▶ _SOURCE PASSAGE_
As for the purported threat to “America’s heartland”: In 2012, there were about 1.7 million miles of oil and gas pipelines in the U.S. The U.S. portion of Keystone XL would be 875 miles, thus adding five one-hundredths of a percent to the U.S. pipeline system. It is not quite clear what Droitsch means by “nearly 6,000 spills and other serious incidents from 1994 to late 2014” — Which spills from what operations and what kinds of “serious incidents”? — but pipeline transport is vastly safer than rail transport in every dimension, as noted above. Does Droitsch really want to argue the comparative safety issue? Seriously?
Droitsch actually seems to believe that the prospective export of the petroleum products produced from Canadian oil somehow is a meaningful argument against the pipeline. Huh? The U.S. is part of a world market for crude oil and petroleum products, and the effects of changes in international prices, or, say, of supply disruptions are independent of the direction and magnitude of such trade flows. “Energy security” thus is a rather empty concept, however much it is viewed as serious inside the Beltway, but there is little evidence in Droitsch’s discussion that she understands how to think about that issue. But it is one more weak argument among many; why not just throw it in to see who salutes?

▶ _YOUR TASKS_
A: According to the Keystone XL passage, how many miles long would the U.S. portion of the pipeline be?
B: Pick up the Keystone XL passage where it stops and write what comes next.

Stored data entries

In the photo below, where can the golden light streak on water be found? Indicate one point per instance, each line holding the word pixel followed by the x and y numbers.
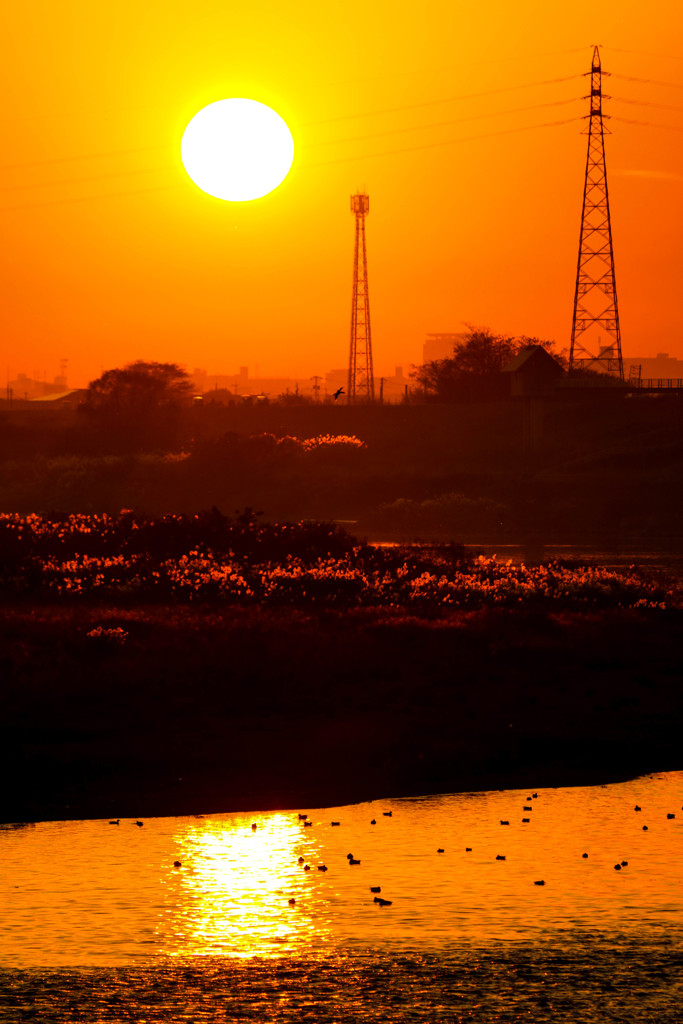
pixel 88 893
pixel 231 894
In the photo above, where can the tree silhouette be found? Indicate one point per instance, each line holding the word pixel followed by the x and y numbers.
pixel 138 407
pixel 474 370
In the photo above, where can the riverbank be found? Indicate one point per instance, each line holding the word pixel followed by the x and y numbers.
pixel 120 711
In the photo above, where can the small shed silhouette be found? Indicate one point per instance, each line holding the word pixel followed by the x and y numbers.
pixel 534 373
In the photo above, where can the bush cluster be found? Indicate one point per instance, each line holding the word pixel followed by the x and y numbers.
pixel 212 557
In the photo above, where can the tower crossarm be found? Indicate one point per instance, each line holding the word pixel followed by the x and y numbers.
pixel 595 266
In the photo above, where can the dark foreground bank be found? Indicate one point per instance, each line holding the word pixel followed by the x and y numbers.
pixel 116 712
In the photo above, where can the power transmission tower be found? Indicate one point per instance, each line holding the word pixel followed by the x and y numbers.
pixel 360 380
pixel 595 271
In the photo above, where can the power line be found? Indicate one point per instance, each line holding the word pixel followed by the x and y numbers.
pixel 434 102
pixel 646 81
pixel 451 141
pixel 645 102
pixel 647 124
pixel 454 121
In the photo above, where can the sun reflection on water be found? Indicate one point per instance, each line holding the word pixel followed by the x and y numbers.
pixel 231 893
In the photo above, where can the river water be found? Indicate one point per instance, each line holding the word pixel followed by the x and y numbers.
pixel 99 925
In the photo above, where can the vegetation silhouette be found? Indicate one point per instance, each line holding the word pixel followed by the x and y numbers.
pixel 474 372
pixel 136 408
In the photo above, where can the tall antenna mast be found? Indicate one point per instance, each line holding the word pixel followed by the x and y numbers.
pixel 360 380
pixel 595 271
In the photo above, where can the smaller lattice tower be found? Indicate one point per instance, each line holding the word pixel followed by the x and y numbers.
pixel 360 380
pixel 596 338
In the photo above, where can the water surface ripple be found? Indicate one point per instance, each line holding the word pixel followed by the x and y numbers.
pixel 98 925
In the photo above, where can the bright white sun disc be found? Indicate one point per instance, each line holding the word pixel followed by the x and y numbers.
pixel 237 150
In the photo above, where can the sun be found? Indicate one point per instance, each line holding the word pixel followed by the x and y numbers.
pixel 237 150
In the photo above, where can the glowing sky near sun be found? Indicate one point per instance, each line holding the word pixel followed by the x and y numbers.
pixel 110 254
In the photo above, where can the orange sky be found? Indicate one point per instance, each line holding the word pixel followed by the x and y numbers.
pixel 110 253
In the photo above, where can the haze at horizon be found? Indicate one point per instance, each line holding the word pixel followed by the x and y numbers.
pixel 112 255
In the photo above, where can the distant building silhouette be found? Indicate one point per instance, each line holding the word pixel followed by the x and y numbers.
pixel 440 346
pixel 659 366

▶ _ANSWERS TO THE TASKS_
A: 875 miles.

B:
The emptiness of Droitsch’s arguments is illustrated by her repeated use of the phrase “carbon pollution,” a term that is little more than political propaganda designed to answer the basic policy question before it is asked. Carbon dioxide is not “carbon,” and it is not a pollutant. Some atmospheric concentration of carbon dioxide is necessary for life itself, and unlike the case for the criteria pollutants — carbon monoxide, lead, nitrogen dioxide, ozone, particulate matter and sulfur dioxide — less carbon dioxide is not necessarily better. Whether or not carbon dioxide is harmful on net if atmospheric concentrations rise above some level is hotly(!) debated — even the IPCC recognizes the uncertainties — and depends heavily not only on the underlying climate science, about which there is much dispute, but also such value judgments as whose well-being ought to be maximized, how heavily we should discount possible but uncertain future effects and how to evaluate the tradeoff between impacts that are positive and negative. Those issues are crucial, but have virtually nothing to do with the increase in national wealth that Keystone XL would yield, an effect that the opponents of the pipeline view solely through an ideological lens.
Zycher is the John G. Searle scholar at the American Enterprise Institute.